- DATA -
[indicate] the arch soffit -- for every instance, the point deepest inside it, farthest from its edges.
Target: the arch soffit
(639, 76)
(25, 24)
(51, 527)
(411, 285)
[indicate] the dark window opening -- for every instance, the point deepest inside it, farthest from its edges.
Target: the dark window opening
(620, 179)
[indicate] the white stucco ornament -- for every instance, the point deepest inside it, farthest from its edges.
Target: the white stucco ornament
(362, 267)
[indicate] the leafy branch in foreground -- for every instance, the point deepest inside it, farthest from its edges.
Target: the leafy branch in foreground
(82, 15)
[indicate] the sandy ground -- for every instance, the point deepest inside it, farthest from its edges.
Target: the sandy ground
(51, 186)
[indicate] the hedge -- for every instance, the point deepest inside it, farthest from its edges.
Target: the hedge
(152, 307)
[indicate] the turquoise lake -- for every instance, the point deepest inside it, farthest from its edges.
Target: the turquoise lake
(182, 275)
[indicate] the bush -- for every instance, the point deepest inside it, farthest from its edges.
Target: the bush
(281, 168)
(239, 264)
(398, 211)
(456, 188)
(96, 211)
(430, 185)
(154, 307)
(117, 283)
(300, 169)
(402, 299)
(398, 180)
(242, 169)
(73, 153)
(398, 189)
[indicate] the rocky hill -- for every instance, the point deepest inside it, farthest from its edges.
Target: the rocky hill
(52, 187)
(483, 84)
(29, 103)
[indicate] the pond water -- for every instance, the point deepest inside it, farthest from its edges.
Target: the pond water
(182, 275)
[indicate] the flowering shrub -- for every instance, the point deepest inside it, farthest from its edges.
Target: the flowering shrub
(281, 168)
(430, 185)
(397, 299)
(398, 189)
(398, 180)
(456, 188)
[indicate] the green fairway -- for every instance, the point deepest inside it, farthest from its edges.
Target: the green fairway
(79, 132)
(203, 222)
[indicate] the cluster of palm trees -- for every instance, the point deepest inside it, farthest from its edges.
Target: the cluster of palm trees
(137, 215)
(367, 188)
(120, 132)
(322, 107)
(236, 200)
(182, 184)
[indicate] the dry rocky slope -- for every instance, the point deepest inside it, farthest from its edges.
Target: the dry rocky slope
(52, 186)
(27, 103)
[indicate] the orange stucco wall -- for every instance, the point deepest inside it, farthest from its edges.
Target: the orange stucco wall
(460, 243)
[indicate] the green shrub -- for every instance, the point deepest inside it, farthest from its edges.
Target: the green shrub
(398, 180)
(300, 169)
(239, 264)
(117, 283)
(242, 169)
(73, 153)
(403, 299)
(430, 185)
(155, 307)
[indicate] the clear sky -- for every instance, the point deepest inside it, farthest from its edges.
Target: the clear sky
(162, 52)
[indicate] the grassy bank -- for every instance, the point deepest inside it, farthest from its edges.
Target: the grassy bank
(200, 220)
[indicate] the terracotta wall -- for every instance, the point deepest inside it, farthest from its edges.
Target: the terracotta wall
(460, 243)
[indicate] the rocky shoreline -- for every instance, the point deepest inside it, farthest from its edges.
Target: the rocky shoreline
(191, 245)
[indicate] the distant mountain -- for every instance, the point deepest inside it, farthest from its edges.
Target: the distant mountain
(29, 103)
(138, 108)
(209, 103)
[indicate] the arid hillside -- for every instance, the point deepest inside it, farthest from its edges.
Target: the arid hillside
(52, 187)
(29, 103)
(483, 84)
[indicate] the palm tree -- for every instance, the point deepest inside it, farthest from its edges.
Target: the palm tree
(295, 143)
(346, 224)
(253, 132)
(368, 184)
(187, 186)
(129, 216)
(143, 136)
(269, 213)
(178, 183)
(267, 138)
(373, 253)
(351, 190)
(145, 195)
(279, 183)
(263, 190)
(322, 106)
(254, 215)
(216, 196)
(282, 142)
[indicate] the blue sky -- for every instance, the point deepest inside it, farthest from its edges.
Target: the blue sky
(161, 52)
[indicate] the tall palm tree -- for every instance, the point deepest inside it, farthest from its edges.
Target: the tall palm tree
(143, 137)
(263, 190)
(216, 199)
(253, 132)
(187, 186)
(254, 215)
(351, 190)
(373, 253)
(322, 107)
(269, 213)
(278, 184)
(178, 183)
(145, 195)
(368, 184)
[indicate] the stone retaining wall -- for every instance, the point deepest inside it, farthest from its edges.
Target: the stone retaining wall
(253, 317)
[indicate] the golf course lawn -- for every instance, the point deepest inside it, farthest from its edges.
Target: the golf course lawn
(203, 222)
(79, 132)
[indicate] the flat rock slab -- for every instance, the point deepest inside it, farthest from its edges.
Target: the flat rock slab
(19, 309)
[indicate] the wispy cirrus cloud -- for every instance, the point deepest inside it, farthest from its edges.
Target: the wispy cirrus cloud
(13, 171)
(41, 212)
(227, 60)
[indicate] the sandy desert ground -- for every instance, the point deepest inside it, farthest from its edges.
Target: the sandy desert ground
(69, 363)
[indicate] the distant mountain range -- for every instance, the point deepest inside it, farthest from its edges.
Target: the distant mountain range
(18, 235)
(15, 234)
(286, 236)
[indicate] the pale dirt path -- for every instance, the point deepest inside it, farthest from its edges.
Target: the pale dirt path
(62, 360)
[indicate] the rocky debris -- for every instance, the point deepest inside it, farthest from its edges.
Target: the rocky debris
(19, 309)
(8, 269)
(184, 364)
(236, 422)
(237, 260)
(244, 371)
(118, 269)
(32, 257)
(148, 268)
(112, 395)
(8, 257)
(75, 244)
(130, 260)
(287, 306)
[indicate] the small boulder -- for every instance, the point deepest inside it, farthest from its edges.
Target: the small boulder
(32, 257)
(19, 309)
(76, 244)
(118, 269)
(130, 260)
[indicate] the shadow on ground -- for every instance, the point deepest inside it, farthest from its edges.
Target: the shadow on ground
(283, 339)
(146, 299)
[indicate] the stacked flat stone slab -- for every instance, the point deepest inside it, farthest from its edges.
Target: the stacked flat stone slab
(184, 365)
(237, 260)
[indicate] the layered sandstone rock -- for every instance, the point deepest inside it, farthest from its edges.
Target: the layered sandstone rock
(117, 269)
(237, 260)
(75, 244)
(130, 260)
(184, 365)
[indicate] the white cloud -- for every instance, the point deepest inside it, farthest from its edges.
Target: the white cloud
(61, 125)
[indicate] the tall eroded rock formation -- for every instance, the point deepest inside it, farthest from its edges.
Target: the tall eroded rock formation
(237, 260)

- EXERCISE DESCRIPTION -
Please restate the records in full, word for word.

- PROBLEM SOLUTION -
[indicate] the arch soffit -- for every instance, the point deepest inside it, farthest from its edges.
Target: the arch soffit
(639, 76)
(25, 24)
(51, 527)
(411, 285)
[indicate] the dark window opening -- for every instance, the point deepest inside it, farthest from its edges.
Target: the dark window opening
(620, 179)
[indicate] the white stucco ornament -- for every instance, the point deepest inside it, farthest from its edges.
Target: the white stucco ornament
(362, 267)
[indicate] the leafy branch in foreground -- for every instance, the point deepest inside it, farthest from its edges.
Target: the leafy branch in foreground
(82, 15)
[indicate] the sandy ground -- for every instance, the point deepest inside it, farthest from its edges.
Target: the sandy ground
(51, 186)
[indicate] the hedge -- for every instance, the point deepest inside it, farthest from its edges.
Target: the hedge
(152, 307)
[indicate] the turquoise lake -- for every instance, the point deepest inside it, farthest from its edges.
Target: the turquoise lake
(182, 275)
[indicate] the bush -- for every instance, the point deepest inside it, farthest from its edges.
Target: the bush
(281, 168)
(239, 264)
(398, 211)
(456, 188)
(96, 211)
(430, 185)
(154, 307)
(117, 283)
(300, 169)
(402, 299)
(398, 180)
(242, 169)
(73, 153)
(398, 189)
[indicate] the rocky hill -- for every instance, the point deepest inside it, farthest from its edges.
Target: the rocky hill
(52, 187)
(483, 84)
(29, 103)
[indicate] the pond water -- for every instance, the point deepest inside it, farthest from its edges.
Target: the pond water
(182, 275)
[indicate] the flowering shrub -- for every instance, the point deepest inside it, farthest from its edges.
Target: the flowering shrub
(281, 168)
(430, 185)
(397, 299)
(398, 189)
(398, 180)
(456, 188)
[indicate] the green fairway -- for every instance, the point deepest inside it, farthest from its edges.
Target: the green fairway
(79, 132)
(203, 222)
[indicate] the cluster of palm trees -- for every instance, the point deepest inside it, farthest from its edges.
Target: the cluster of palm trees
(137, 215)
(367, 188)
(120, 132)
(322, 107)
(236, 200)
(182, 184)
[indicate] the dry rocky slope -- for every instance, the point deepest inside it, farthest from its edges.
Target: the dry rocky slope
(52, 186)
(27, 103)
[indicate] the orange stucco wall -- for every instance, the point deepest inside it, farthest from its edges.
Target: the orange stucco wall
(460, 243)
[indicate] the green shrub -- for every instance, the point deepest inside it, farthest from its edges.
Target: the green shrub
(398, 180)
(300, 169)
(239, 264)
(117, 283)
(242, 169)
(73, 153)
(403, 299)
(430, 185)
(155, 307)
[indicate] the clear sky -- for every instance, the point deepest inside it, farthest from its edges.
Target: the clear sky
(162, 52)
[indicate] the grassy bank -- for every instance, the point deepest inside it, farthest from its edges.
Target: the grassy bank
(200, 220)
[indicate] the terracotta wall -- for every instance, the point deepest inside it, farthest from its edges.
Target: the terracotta wall
(460, 243)
[indicate] the rocky shoreline -- for every instance, the point deepest inside it, farthest from its edges.
Target: the rocky shoreline
(191, 245)
[indicate] the distant mountain -- for every instance, the point deepest inside it, farthest from its edges.
Target: the distant mountain
(29, 103)
(138, 108)
(209, 103)
[indicate] the arid hillside -- for every instance, the point deepest inside it, farthest from its edges.
Target: the arid hillside
(52, 187)
(29, 103)
(483, 84)
[indicate] the palm tree -- for every instance, the point deepest inside it, farthest from its edges.
Target: the palm tree
(295, 143)
(346, 224)
(253, 132)
(368, 184)
(187, 186)
(129, 216)
(143, 136)
(269, 213)
(178, 183)
(267, 138)
(373, 253)
(351, 190)
(145, 195)
(279, 183)
(263, 190)
(322, 106)
(254, 215)
(216, 196)
(282, 142)
[indicate] the blue sky -- for every instance, the point deepest inside it, farthest from its edges.
Target: the blue sky
(161, 52)
[indicate] the tall palm tree -- for every instance, the point deepest inside it, farthest from its edges.
Target: the tall palm tree
(143, 137)
(263, 190)
(216, 199)
(253, 132)
(187, 186)
(254, 215)
(351, 190)
(373, 253)
(322, 107)
(269, 213)
(278, 184)
(178, 183)
(145, 195)
(368, 184)
[indicate] the stone retaining wall -- for every instance, the point deepest inside it, farthest from its edges.
Target: the stone retaining wall
(253, 317)
[indicate] the golf course lawn -- for every instance, the point deepest inside it, farthest from its edges.
Target: the golf course lawn
(203, 222)
(79, 132)
[indicate] the flat rock slab -- for every instance, the point deepest inside it, farthest from its edges.
Target: the flat rock slab
(19, 309)
[indicate] the wispy cirrus cloud -- for every instance, the point deepest inside it, farthest from its edges.
Target: the wispy cirrus cloud
(13, 171)
(41, 212)
(227, 60)
[indicate] the sandy desert ground -- for every instance, the point deepest inside it, farthest from its edges.
Target: the sandy desert ground
(69, 363)
[indicate] the distant mountain range -- for every instance, the point deepest inside it, farthest from its edges.
Target: the distant mountain range
(18, 235)
(15, 234)
(286, 236)
[indicate] the pale dirt path -- for every instance, the point deepest inside it, farthest from its edges.
Target: the pale dirt path
(62, 360)
[indicate] the rocky debris -- for every instance, the point deepest inside it, farthest from its edges.
Target: the rocky debris
(19, 309)
(8, 269)
(184, 364)
(236, 422)
(237, 260)
(244, 371)
(118, 269)
(32, 257)
(148, 268)
(112, 395)
(8, 257)
(75, 244)
(130, 260)
(287, 306)
[indicate] the small boulder -- for every instance, the point deepest inside it, farthest from its edges.
Target: the small boulder
(32, 257)
(19, 309)
(76, 244)
(118, 269)
(130, 260)
[indicate] the shadow on ground -- for every instance, the point deepest inside it, farthest from its edges.
Target: the shadow on ground
(283, 339)
(146, 299)
[indicate] the stacked flat stone slab -- for every instance, the point deepest inside it, farthest from its edges.
Target: the stacked flat stone slab
(184, 365)
(237, 260)
[indicate] the layered sandstone rock -- for every instance, the point deepest inside it, farthest from its edges.
Target: the layered sandstone rock
(117, 269)
(237, 260)
(75, 244)
(130, 260)
(184, 365)
[indicate] the white cloud -- for every instance, the point deepest inside it, farthest from its edges.
Target: the white cloud
(61, 125)
[indicate] the tall eroded rock formation -- for every instance, the point deepest inside it, farthest from its edges.
Target: the tall eroded rock formation
(237, 260)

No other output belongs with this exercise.